Which lines of the data below contain the string "woman", with case significant? Identify and copy each such line in full.
***** Data to use
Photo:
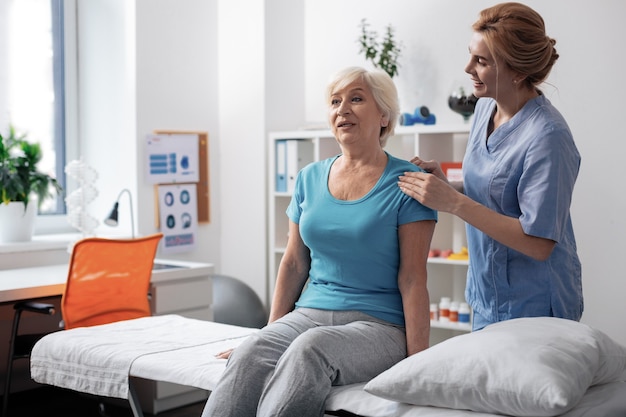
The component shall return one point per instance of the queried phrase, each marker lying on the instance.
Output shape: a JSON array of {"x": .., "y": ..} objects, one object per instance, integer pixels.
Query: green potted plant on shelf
[
  {"x": 384, "y": 55},
  {"x": 21, "y": 184}
]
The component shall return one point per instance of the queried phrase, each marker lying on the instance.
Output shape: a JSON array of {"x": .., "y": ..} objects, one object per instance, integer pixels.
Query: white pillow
[{"x": 538, "y": 366}]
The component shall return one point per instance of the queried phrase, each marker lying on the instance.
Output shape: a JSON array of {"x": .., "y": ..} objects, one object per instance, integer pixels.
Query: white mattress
[{"x": 99, "y": 360}]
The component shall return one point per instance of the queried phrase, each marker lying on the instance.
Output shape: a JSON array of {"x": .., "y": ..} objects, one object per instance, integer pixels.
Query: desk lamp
[{"x": 111, "y": 219}]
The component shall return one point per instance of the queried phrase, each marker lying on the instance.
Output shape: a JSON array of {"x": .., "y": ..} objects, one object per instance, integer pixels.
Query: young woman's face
[
  {"x": 353, "y": 113},
  {"x": 491, "y": 77}
]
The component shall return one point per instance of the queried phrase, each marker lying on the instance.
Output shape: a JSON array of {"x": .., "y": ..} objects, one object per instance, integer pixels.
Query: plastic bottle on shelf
[
  {"x": 454, "y": 312},
  {"x": 434, "y": 312},
  {"x": 444, "y": 309},
  {"x": 464, "y": 313}
]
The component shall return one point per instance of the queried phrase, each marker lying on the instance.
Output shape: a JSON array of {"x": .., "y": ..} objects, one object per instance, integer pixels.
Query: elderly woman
[{"x": 360, "y": 245}]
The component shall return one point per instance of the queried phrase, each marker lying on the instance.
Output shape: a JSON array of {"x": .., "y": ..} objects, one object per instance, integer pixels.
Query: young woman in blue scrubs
[{"x": 519, "y": 171}]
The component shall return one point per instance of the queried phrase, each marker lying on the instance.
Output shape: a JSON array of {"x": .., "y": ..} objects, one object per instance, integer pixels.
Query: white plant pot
[{"x": 16, "y": 225}]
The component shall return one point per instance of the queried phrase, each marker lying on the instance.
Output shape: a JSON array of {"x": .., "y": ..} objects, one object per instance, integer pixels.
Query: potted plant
[
  {"x": 383, "y": 55},
  {"x": 21, "y": 183}
]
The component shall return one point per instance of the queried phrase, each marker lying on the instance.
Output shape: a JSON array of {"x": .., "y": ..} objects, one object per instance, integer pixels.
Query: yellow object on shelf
[{"x": 462, "y": 255}]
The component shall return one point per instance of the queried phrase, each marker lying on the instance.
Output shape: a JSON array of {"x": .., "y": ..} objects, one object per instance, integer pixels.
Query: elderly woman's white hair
[{"x": 383, "y": 90}]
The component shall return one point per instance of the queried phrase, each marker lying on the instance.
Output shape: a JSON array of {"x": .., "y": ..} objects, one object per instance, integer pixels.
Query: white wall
[{"x": 239, "y": 69}]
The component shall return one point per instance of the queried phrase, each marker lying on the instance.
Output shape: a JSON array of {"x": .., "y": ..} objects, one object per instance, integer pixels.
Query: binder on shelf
[
  {"x": 299, "y": 154},
  {"x": 281, "y": 166}
]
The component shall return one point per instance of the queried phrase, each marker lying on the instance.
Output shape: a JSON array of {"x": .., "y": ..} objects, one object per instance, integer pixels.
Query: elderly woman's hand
[{"x": 224, "y": 355}]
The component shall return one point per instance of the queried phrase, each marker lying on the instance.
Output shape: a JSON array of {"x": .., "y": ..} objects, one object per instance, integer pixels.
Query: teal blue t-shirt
[{"x": 354, "y": 245}]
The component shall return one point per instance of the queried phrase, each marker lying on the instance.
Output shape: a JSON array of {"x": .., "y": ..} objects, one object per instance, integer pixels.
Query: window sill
[{"x": 40, "y": 243}]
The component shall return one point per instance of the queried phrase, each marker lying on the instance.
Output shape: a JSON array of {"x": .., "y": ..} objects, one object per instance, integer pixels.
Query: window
[{"x": 33, "y": 82}]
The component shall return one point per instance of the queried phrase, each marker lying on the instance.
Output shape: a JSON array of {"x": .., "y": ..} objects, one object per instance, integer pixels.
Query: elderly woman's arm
[
  {"x": 292, "y": 274},
  {"x": 415, "y": 241}
]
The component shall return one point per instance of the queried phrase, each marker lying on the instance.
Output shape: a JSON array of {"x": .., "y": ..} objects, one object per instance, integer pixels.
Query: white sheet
[
  {"x": 608, "y": 400},
  {"x": 98, "y": 360}
]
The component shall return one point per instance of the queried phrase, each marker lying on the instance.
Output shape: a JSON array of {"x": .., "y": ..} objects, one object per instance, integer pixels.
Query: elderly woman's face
[{"x": 354, "y": 114}]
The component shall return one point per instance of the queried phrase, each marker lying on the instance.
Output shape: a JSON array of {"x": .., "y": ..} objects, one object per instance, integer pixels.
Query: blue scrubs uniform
[{"x": 526, "y": 169}]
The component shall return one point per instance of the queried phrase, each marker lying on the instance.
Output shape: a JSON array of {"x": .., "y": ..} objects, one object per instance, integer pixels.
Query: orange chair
[{"x": 108, "y": 280}]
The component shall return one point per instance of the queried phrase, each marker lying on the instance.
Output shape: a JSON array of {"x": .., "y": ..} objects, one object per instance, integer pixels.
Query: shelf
[
  {"x": 444, "y": 261},
  {"x": 462, "y": 327}
]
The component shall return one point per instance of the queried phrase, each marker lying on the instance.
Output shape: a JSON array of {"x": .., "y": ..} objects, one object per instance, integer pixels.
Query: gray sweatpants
[{"x": 288, "y": 368}]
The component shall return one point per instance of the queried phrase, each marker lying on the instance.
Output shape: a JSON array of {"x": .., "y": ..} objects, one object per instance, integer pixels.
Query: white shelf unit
[{"x": 444, "y": 143}]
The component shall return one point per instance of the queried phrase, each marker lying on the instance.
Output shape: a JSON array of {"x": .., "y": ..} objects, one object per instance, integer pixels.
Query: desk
[
  {"x": 182, "y": 288},
  {"x": 49, "y": 281}
]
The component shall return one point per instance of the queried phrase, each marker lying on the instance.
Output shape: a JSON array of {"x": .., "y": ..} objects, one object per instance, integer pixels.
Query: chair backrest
[{"x": 108, "y": 280}]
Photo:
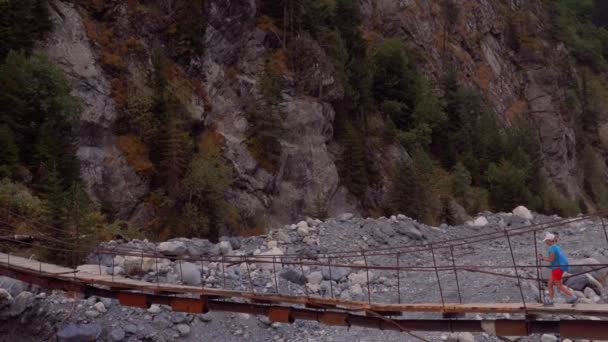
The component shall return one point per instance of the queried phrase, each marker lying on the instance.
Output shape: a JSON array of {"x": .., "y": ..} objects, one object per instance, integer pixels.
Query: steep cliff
[
  {"x": 108, "y": 50},
  {"x": 505, "y": 50}
]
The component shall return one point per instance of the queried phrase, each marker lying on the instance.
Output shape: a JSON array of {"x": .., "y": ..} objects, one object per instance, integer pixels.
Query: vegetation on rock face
[
  {"x": 459, "y": 152},
  {"x": 22, "y": 23},
  {"x": 39, "y": 172},
  {"x": 264, "y": 132}
]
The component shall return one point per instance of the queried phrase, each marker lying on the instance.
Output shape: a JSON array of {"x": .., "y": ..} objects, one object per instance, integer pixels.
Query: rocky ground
[{"x": 32, "y": 315}]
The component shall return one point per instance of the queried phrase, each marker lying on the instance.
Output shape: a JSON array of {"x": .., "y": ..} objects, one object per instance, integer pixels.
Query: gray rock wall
[{"x": 104, "y": 170}]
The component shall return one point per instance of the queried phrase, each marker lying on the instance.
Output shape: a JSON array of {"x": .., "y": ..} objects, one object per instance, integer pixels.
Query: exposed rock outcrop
[
  {"x": 105, "y": 172},
  {"x": 516, "y": 79}
]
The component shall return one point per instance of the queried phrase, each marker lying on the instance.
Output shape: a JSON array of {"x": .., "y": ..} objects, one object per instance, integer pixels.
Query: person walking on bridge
[{"x": 559, "y": 265}]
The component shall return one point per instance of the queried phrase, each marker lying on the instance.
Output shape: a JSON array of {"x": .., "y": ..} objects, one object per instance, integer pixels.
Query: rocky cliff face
[
  {"x": 307, "y": 169},
  {"x": 107, "y": 175},
  {"x": 502, "y": 49},
  {"x": 517, "y": 79}
]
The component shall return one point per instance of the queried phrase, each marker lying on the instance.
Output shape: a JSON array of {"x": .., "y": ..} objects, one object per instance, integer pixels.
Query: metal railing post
[{"x": 437, "y": 275}]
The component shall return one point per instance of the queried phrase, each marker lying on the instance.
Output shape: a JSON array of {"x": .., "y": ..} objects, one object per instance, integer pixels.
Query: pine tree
[
  {"x": 9, "y": 152},
  {"x": 22, "y": 23},
  {"x": 265, "y": 129},
  {"x": 415, "y": 188},
  {"x": 191, "y": 21},
  {"x": 203, "y": 192},
  {"x": 354, "y": 163},
  {"x": 173, "y": 156}
]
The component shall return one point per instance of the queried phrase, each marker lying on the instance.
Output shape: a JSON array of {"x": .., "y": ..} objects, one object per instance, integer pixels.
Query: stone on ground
[
  {"x": 293, "y": 276},
  {"x": 79, "y": 332},
  {"x": 188, "y": 272},
  {"x": 117, "y": 335},
  {"x": 315, "y": 278},
  {"x": 172, "y": 248},
  {"x": 523, "y": 212}
]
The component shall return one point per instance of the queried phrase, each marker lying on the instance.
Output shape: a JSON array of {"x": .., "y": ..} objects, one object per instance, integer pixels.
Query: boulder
[
  {"x": 523, "y": 212},
  {"x": 13, "y": 286},
  {"x": 360, "y": 277},
  {"x": 456, "y": 214},
  {"x": 22, "y": 302},
  {"x": 548, "y": 338},
  {"x": 283, "y": 237},
  {"x": 117, "y": 335},
  {"x": 337, "y": 273},
  {"x": 100, "y": 307},
  {"x": 177, "y": 248},
  {"x": 293, "y": 276},
  {"x": 309, "y": 252},
  {"x": 5, "y": 298},
  {"x": 345, "y": 217},
  {"x": 92, "y": 269},
  {"x": 189, "y": 273},
  {"x": 268, "y": 256},
  {"x": 302, "y": 229},
  {"x": 92, "y": 313},
  {"x": 356, "y": 290},
  {"x": 79, "y": 332},
  {"x": 154, "y": 309},
  {"x": 225, "y": 247},
  {"x": 480, "y": 221},
  {"x": 198, "y": 247},
  {"x": 408, "y": 229},
  {"x": 138, "y": 265},
  {"x": 183, "y": 329},
  {"x": 315, "y": 278},
  {"x": 465, "y": 337},
  {"x": 130, "y": 328}
]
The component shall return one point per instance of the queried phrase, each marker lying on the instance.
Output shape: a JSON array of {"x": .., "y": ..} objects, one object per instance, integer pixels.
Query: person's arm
[{"x": 550, "y": 258}]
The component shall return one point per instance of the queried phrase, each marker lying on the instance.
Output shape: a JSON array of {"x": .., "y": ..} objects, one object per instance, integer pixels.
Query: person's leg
[
  {"x": 564, "y": 289},
  {"x": 550, "y": 288}
]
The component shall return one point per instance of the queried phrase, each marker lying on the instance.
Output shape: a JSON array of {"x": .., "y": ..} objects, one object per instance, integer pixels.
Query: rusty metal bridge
[{"x": 578, "y": 321}]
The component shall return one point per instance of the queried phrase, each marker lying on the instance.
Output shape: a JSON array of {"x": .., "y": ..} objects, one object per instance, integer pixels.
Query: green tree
[
  {"x": 190, "y": 24},
  {"x": 39, "y": 110},
  {"x": 394, "y": 76},
  {"x": 203, "y": 192},
  {"x": 174, "y": 156},
  {"x": 595, "y": 176},
  {"x": 416, "y": 188},
  {"x": 22, "y": 23},
  {"x": 265, "y": 129},
  {"x": 507, "y": 185},
  {"x": 9, "y": 152},
  {"x": 354, "y": 161}
]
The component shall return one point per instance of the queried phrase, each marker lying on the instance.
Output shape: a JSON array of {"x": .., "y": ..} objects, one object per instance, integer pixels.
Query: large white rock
[
  {"x": 137, "y": 265},
  {"x": 265, "y": 258},
  {"x": 356, "y": 290},
  {"x": 303, "y": 229},
  {"x": 99, "y": 306},
  {"x": 188, "y": 272},
  {"x": 315, "y": 277},
  {"x": 523, "y": 212},
  {"x": 92, "y": 269},
  {"x": 360, "y": 277},
  {"x": 548, "y": 338},
  {"x": 225, "y": 247},
  {"x": 478, "y": 222},
  {"x": 172, "y": 247},
  {"x": 466, "y": 337}
]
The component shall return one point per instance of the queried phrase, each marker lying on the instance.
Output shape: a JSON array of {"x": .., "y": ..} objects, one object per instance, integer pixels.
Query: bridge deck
[{"x": 26, "y": 266}]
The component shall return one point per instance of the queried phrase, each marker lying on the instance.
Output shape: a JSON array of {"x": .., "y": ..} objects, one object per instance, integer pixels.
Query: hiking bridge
[{"x": 589, "y": 321}]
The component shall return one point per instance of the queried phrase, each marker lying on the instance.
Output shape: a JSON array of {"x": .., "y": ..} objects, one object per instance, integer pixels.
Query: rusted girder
[
  {"x": 283, "y": 312},
  {"x": 586, "y": 329}
]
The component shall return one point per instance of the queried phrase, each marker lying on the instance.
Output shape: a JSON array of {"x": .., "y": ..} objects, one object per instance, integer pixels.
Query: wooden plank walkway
[{"x": 34, "y": 267}]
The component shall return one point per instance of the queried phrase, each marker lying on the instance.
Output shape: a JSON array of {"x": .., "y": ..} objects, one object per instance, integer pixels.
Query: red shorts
[{"x": 557, "y": 274}]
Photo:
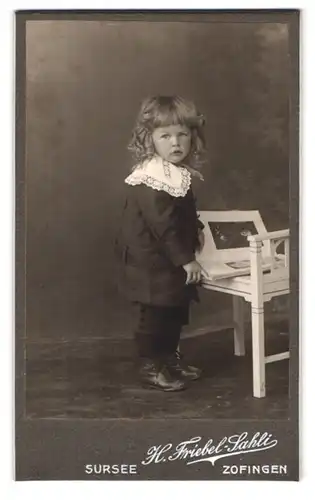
**********
**Completed task**:
Query: young woman's face
Query: elderly woman
Query: young woman in blue scrubs
Query: elderly woman's white hair
Query: elderly woman's hand
Query: elderly woman's arm
Query: elderly woman's face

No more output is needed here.